[Extract to read]:
** BEGIN **

Next Day We Put Up At A
Wretched Place Called Orgon, Where, However, We Were Regaled With
An Excellent Supper; And Among Other Delicacies, With A Dish Of
Green Pease.
Provence is a pleasant country, well cultivated; but
the inns are not so good here as in Languedoc, and few of them
are provided with a certain convenience which an English
traveller can very ill dispense with.
Those you find are
generally on the tops of houses, exceedingly nasty; and so much
exposed to the weather, that a valetudinarian cannot use them
without hazard of his life. At Nismes in Languedoc, where we
found the Temple of Cloacina in a most shocking condition, the
servant-maid told me her mistress had caused it to be made on
purpose for the English travellers; but now she was very sorry
for what she had done, as all the French who frequented her
house, instead of using the seat, left their offerings on the
floor, which she was obliged to have cleaned three or four times
a day. This is a degree of beastliness, which would appear
detestable even in the capital of North-Britain. On the fourth
day of our pilgrimage, we lay in the suburbs of Aix, but did not
enter the city, which I had a great curiosity to see. The
villainous asthma baulked me of that satisfaction. I was pinched
with the cold, and impatient to reach a warmer climate. Our next
stage was at a paltry village, where we were poorly entertained.
I looked so ill in the morning, that the good woman of the house,
who was big with child, took me by the hand at parting, and even
shed tears, praying fervently that God would restore me to my
health. This was the only instance of sympathy, compassion, or
goodness of heart, that I had met with among the publicans of
France. Indeed at Valencia, our landlady, understanding I was
travelling to Montpellier for my health would have dissuaded me
from going thither; and exhorted me, in particular, to beware of
the physicians, who were all a pack of assassins. She advised me
to eat fricassees of chickens, and white meat, and to take a good
bouillon every morning.
A bouillon is an universal remedy among the good people of
France; insomuch, that they have no idea of any person's dying,
after having swallowed un bon bouillon. One of the English
gentlemen, who were robbed and murdered about thirty years ago
between Calais and Boulogne, being brought to the post-house of
Boulogne with some signs of life, this remedy was immediately
administered. "What surprises me greatly, (said the post-master,
speaking of this melancholy story to a friend of mine, two years
after it happened) I made an excellent bouillon, and poured it
down his throat with my own hands, and yet he did not recover."

** END **

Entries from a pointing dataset
** BEGIN **

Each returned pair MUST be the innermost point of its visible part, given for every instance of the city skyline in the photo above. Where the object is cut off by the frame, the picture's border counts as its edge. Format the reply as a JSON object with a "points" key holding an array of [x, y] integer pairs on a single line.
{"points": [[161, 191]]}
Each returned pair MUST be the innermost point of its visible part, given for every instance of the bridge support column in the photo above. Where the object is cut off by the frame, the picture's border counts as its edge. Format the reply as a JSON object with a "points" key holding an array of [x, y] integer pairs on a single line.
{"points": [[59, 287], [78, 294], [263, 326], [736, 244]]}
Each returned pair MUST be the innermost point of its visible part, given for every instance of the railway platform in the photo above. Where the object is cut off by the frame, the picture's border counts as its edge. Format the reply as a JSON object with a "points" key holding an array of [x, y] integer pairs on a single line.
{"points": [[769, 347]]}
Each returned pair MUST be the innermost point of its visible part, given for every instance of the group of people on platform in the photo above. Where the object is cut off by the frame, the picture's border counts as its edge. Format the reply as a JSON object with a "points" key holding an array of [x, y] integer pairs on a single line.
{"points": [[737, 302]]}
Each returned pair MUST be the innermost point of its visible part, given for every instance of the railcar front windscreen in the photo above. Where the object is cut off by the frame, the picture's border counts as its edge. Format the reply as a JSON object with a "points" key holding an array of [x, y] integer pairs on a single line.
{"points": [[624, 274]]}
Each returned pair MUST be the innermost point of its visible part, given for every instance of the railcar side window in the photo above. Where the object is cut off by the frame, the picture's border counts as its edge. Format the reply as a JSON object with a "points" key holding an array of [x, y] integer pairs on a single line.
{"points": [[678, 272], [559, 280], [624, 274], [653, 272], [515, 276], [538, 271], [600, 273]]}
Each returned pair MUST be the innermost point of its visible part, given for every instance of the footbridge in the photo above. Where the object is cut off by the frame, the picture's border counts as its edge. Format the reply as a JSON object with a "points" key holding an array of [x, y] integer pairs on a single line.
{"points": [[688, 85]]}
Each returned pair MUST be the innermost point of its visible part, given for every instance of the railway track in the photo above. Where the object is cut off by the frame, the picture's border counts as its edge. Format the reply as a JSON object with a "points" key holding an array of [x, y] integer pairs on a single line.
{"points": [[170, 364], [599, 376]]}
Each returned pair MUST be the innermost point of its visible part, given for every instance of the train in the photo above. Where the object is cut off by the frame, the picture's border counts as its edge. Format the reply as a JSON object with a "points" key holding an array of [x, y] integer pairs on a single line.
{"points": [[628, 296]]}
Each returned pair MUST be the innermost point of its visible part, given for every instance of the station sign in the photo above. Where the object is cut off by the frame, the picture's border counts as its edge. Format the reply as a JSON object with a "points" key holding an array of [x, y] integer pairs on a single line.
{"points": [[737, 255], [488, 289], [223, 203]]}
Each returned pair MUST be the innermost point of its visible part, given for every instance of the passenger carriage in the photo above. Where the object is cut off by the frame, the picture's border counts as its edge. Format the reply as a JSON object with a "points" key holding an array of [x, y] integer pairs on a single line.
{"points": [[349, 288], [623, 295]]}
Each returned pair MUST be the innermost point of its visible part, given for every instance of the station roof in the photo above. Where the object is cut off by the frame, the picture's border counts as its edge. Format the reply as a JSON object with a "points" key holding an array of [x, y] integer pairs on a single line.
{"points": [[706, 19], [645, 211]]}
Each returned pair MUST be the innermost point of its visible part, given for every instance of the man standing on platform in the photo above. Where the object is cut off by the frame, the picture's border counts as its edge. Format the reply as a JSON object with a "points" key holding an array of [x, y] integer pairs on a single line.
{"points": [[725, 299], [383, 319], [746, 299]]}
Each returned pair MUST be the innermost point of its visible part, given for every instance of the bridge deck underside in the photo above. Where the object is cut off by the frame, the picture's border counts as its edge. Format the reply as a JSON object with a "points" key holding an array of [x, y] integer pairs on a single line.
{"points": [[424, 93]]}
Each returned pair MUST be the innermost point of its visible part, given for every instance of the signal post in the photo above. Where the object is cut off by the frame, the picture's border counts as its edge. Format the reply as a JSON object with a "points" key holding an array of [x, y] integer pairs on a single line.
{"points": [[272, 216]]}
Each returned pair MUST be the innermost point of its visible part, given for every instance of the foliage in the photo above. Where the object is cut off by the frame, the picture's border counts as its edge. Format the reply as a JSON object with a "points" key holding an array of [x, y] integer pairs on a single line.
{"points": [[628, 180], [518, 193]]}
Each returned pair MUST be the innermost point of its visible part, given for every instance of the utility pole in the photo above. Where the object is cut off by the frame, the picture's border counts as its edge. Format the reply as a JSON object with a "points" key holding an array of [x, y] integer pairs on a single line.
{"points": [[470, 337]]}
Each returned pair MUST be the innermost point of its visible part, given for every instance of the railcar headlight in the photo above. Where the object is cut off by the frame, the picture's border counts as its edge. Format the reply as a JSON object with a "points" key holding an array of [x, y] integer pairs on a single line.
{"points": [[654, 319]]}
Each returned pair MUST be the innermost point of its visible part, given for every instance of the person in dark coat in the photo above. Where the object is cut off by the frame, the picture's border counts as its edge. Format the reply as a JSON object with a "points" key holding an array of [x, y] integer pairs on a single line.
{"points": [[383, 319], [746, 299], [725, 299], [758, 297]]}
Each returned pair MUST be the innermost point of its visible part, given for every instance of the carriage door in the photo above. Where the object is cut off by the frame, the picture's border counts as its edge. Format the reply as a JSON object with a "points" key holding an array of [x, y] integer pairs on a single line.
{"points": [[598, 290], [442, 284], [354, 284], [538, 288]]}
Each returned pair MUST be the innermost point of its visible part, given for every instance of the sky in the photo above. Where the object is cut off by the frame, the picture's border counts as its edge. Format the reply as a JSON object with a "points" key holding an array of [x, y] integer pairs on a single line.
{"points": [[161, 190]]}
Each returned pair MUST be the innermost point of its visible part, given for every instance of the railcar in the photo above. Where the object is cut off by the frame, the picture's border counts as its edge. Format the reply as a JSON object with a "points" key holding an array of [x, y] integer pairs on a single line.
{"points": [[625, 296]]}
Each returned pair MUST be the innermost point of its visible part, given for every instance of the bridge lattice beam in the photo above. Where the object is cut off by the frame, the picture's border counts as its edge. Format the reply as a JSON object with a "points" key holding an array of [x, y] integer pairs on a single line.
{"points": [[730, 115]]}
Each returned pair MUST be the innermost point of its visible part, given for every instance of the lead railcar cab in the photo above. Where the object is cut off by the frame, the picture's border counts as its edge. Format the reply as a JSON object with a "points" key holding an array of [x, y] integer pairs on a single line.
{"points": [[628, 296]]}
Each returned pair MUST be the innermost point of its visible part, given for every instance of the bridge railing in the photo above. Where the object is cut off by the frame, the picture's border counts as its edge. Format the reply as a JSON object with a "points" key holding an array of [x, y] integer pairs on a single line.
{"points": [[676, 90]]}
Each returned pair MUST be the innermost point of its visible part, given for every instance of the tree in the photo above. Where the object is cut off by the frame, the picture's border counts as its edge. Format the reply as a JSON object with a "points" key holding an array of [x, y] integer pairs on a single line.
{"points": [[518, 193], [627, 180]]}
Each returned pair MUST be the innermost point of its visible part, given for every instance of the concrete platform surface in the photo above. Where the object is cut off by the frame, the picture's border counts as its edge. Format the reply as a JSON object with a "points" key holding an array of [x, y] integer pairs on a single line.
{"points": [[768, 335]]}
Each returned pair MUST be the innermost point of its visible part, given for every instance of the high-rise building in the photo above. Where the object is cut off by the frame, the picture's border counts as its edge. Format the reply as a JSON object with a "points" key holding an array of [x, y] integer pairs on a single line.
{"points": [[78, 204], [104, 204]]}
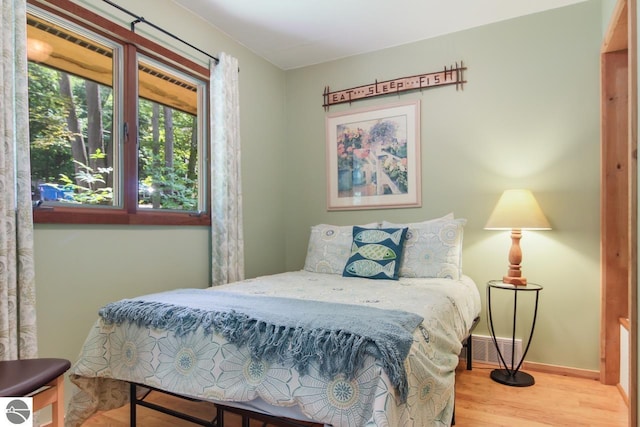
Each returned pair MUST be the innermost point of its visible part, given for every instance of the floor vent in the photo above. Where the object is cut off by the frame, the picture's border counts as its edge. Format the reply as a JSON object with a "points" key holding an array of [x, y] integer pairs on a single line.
{"points": [[484, 350]]}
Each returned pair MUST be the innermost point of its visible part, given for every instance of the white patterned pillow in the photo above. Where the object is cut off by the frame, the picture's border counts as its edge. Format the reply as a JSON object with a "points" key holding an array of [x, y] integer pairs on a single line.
{"points": [[330, 247], [432, 248]]}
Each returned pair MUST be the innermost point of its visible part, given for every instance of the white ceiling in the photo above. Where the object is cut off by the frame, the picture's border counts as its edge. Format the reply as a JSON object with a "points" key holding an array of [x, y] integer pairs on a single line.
{"points": [[296, 33]]}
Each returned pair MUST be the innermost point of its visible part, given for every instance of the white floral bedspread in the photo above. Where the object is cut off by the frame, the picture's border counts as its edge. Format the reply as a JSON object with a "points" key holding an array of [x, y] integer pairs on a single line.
{"points": [[209, 368]]}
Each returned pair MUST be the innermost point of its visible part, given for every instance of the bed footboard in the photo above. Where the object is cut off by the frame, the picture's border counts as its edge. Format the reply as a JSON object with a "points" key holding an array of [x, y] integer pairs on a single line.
{"points": [[218, 419]]}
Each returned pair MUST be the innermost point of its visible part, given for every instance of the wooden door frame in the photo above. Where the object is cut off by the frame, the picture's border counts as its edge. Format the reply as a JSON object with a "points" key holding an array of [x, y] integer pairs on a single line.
{"points": [[619, 201]]}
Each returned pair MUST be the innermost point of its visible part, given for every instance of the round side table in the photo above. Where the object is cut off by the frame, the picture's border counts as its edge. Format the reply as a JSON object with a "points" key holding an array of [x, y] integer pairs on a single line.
{"points": [[511, 375]]}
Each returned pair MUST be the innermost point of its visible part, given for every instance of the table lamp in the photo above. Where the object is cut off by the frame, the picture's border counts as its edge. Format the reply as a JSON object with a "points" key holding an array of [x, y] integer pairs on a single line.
{"points": [[517, 210]]}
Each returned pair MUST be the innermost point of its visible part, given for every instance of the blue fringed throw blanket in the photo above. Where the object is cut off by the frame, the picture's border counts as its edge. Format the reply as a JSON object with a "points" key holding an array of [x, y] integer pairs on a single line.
{"points": [[336, 336]]}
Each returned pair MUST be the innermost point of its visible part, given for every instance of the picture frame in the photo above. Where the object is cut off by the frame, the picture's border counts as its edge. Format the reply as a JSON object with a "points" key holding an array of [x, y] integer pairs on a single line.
{"points": [[373, 157]]}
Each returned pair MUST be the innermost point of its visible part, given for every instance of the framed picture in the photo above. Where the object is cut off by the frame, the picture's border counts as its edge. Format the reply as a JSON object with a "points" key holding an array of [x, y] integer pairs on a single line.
{"points": [[373, 157]]}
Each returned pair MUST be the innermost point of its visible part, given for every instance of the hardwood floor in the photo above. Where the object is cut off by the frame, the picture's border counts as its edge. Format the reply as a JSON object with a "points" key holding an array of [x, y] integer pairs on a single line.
{"points": [[554, 400]]}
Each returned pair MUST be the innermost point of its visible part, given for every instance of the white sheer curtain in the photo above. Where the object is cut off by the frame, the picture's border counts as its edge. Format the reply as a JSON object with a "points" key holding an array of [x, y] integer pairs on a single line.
{"points": [[17, 279], [227, 239]]}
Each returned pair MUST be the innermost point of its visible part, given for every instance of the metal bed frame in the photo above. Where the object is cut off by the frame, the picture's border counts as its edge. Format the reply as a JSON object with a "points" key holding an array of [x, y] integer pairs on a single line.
{"points": [[247, 416]]}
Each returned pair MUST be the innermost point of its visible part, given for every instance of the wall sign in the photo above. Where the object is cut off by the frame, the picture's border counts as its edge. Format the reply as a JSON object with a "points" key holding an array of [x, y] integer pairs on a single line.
{"points": [[449, 76]]}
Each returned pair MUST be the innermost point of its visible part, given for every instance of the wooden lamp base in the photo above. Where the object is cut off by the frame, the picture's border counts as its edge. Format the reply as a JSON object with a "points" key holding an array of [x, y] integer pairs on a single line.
{"points": [[514, 276]]}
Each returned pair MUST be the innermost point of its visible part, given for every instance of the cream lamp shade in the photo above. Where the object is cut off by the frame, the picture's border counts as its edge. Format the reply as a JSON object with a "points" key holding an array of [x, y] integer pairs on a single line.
{"points": [[517, 210]]}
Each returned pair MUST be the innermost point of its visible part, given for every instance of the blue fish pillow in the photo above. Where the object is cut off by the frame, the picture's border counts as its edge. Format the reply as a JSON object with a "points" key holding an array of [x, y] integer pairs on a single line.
{"points": [[375, 253]]}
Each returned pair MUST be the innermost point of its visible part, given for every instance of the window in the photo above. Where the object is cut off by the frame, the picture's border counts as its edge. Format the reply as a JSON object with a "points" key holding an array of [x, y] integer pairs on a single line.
{"points": [[117, 127]]}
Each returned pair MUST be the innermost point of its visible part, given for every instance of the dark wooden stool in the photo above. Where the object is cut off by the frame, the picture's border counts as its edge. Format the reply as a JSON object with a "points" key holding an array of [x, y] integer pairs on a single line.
{"points": [[41, 379]]}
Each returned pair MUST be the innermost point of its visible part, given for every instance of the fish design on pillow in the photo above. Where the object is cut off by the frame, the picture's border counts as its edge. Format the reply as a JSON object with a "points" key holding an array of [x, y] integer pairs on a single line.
{"points": [[377, 236], [368, 268], [374, 251]]}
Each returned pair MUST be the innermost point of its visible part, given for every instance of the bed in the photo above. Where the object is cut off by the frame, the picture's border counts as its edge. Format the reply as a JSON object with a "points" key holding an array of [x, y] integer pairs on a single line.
{"points": [[378, 383]]}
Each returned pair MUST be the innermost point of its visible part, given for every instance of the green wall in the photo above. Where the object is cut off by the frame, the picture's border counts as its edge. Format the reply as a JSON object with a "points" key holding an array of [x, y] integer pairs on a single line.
{"points": [[79, 268], [528, 117]]}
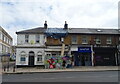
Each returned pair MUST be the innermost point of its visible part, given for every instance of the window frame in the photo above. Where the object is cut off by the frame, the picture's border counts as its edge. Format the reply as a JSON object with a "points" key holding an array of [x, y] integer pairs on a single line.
{"points": [[37, 38], [84, 38], [74, 41], [26, 38], [39, 57], [97, 40], [23, 55]]}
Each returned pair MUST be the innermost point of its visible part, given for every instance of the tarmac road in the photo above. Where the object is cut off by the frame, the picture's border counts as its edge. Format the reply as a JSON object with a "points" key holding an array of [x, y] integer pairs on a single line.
{"points": [[100, 76]]}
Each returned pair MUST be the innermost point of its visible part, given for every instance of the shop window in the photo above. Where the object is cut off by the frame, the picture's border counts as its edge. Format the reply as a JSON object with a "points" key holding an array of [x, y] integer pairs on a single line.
{"points": [[39, 57], [23, 58], [37, 38], [26, 38], [109, 40], [98, 40], [74, 39], [84, 40]]}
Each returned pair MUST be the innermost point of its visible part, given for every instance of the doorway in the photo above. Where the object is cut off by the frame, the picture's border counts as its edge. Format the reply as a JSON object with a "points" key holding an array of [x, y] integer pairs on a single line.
{"points": [[85, 59], [31, 58]]}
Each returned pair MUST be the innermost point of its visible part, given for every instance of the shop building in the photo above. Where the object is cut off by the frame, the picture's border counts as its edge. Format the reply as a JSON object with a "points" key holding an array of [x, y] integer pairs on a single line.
{"points": [[86, 46], [6, 43]]}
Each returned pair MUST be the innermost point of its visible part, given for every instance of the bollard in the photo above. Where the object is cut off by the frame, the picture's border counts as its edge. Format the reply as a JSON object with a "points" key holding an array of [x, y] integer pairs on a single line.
{"points": [[14, 69]]}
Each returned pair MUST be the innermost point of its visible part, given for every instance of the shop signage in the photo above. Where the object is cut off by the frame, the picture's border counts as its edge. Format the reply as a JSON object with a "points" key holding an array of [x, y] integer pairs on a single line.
{"points": [[84, 49]]}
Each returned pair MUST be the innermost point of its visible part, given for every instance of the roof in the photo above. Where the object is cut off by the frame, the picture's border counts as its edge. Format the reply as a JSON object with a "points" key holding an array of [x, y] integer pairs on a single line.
{"points": [[93, 31], [73, 31], [32, 31], [3, 31]]}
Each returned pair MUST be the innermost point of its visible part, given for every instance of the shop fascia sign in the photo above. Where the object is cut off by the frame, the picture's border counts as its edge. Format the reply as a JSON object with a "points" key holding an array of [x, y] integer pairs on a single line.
{"points": [[84, 49]]}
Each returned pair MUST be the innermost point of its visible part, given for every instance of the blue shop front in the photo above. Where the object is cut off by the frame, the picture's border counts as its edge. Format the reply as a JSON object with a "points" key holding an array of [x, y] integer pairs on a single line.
{"points": [[83, 56]]}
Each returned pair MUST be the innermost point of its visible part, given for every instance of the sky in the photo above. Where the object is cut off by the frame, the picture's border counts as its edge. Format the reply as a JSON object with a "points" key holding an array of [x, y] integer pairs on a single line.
{"points": [[17, 15]]}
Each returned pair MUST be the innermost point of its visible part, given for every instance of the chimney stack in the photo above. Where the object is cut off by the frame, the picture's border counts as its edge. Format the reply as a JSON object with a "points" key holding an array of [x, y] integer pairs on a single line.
{"points": [[66, 25], [45, 25]]}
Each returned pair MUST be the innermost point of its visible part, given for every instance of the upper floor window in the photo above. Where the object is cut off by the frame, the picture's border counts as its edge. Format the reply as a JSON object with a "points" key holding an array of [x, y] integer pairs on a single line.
{"points": [[23, 58], [37, 38], [84, 40], [97, 40], [74, 39], [26, 38], [109, 40]]}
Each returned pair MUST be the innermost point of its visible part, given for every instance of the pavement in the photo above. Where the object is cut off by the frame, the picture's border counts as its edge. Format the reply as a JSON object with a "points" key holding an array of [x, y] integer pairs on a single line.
{"points": [[74, 69]]}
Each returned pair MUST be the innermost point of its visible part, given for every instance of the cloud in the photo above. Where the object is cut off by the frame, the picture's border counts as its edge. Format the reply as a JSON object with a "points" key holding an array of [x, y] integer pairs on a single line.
{"points": [[24, 14]]}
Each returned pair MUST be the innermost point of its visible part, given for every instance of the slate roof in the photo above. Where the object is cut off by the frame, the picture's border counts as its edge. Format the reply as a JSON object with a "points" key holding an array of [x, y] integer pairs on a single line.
{"points": [[73, 31], [93, 31], [32, 31]]}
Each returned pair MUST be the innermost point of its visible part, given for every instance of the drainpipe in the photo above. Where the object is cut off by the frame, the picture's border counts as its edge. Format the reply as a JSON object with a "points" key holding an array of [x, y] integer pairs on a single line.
{"points": [[63, 47], [92, 54]]}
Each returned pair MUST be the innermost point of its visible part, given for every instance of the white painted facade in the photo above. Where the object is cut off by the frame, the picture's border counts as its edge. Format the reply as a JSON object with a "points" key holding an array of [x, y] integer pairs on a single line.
{"points": [[31, 45]]}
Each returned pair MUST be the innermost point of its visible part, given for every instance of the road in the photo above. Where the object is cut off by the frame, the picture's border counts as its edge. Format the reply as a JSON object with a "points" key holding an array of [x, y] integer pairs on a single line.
{"points": [[103, 76]]}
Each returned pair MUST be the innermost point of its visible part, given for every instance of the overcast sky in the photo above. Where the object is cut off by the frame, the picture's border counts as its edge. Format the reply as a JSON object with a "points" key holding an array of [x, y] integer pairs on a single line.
{"points": [[17, 15]]}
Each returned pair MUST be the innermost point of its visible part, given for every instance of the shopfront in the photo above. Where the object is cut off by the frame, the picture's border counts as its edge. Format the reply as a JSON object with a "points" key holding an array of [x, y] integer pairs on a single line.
{"points": [[105, 56], [83, 57]]}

** END **

[Exercise goal]: Summarize the travel passage in two sentences. Rely only on the travel passage, not on the entries.

[Answer below]: Passing through Provence, the narrator finds the inns worse than those of Languedoc and seldom supplied with a convenience English travelers need. Too ill with asthma to visit Aix, the narrator meets the only kindness shown by a French innkeeper when a pregnant hostess weeps and prays for the narrator's recovery, and then the passage turns to the French belief in bouillon as a universal remedy.